** Text section **

┄┄┄┄┄┄┄┄┄┄

LSH/RSH code paths modifications are absolutely minimal,
I think there is no reason not to land those.
ARSH code path has more changes, but the logic is simple.

Re: [PATCH bpf-next 1/2] bpf: support shift operations with non-const src operand

[曹天赐]

On 6/12/26 9:09, Alexei Starovoitov wrote:
> On Fri Jun 12, 2026 at 2:38 AM PDT, Tianci Cao wrote:
> > Currently, the BPF verifier only allows shift operations when the shift
> > amount is a known constant. This is overly restrictive for cases where
> > the shift amount is bounded but not fully determined at verification time.
> > For example, the following code is rejected by the verifier even though
> > the shift amount is bounded to [1, 4]:
> >
> >     u32 shift = bpf_get_prandom_u32();
> >     shift &= 3;    // shift is in range [0, 3]
> >     shift += 1;    // shift is in range [1, 4]
> >     r1 <<= shift;  // non-const but bounded shift amount
>
> Rejected? I don't believe so. The verifier accepts it, but falls
> back to conservative.

Right, I should have said "falls back to conservative". The dst
register just becomes unknown. Sorry for the confusion.

> What this is for?
> Do you see such code generated by compiler in real programs?
> Does it cause issues with accepting such _real_ programs ?
>
> If not, sorry, we should not complicate the verifier for theoretical case.
The motivation here is purely about relaxing an overly
strict check in the verifier. In our opinion, the "shift amount must
be fully constant" rule is more conservative than necessary.

┄┄┄┄┄┄┄┄┄┄

** Task to carry out **
Set down word for word the piece of the BPF verifier thread that starts at "Right, I should" and stops after "conservative than necessary.".

** Stored data **
┄┄┄┄┄┄┄┄┄┄

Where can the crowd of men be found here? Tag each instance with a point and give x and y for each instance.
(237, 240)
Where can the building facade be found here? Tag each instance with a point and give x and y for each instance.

┄┄┄┄┄┄┄┄┄┄

** Expected output **
Right, I should have said "falls back to conservative". The dst
register just becomes unknown. Sorry for the confusion.

> What this is for?
> Do you see such code generated by compiler in real programs?
> Does it cause issues with accepting such _real_ programs ?
>
> If not, sorry, we should not complicate the verifier for theoretical case.
The motivation here is purely about relaxing an overly
strict check in the verifier. In our opinion, the "shift amount must
be fully constant" rule is more conservative than necessary.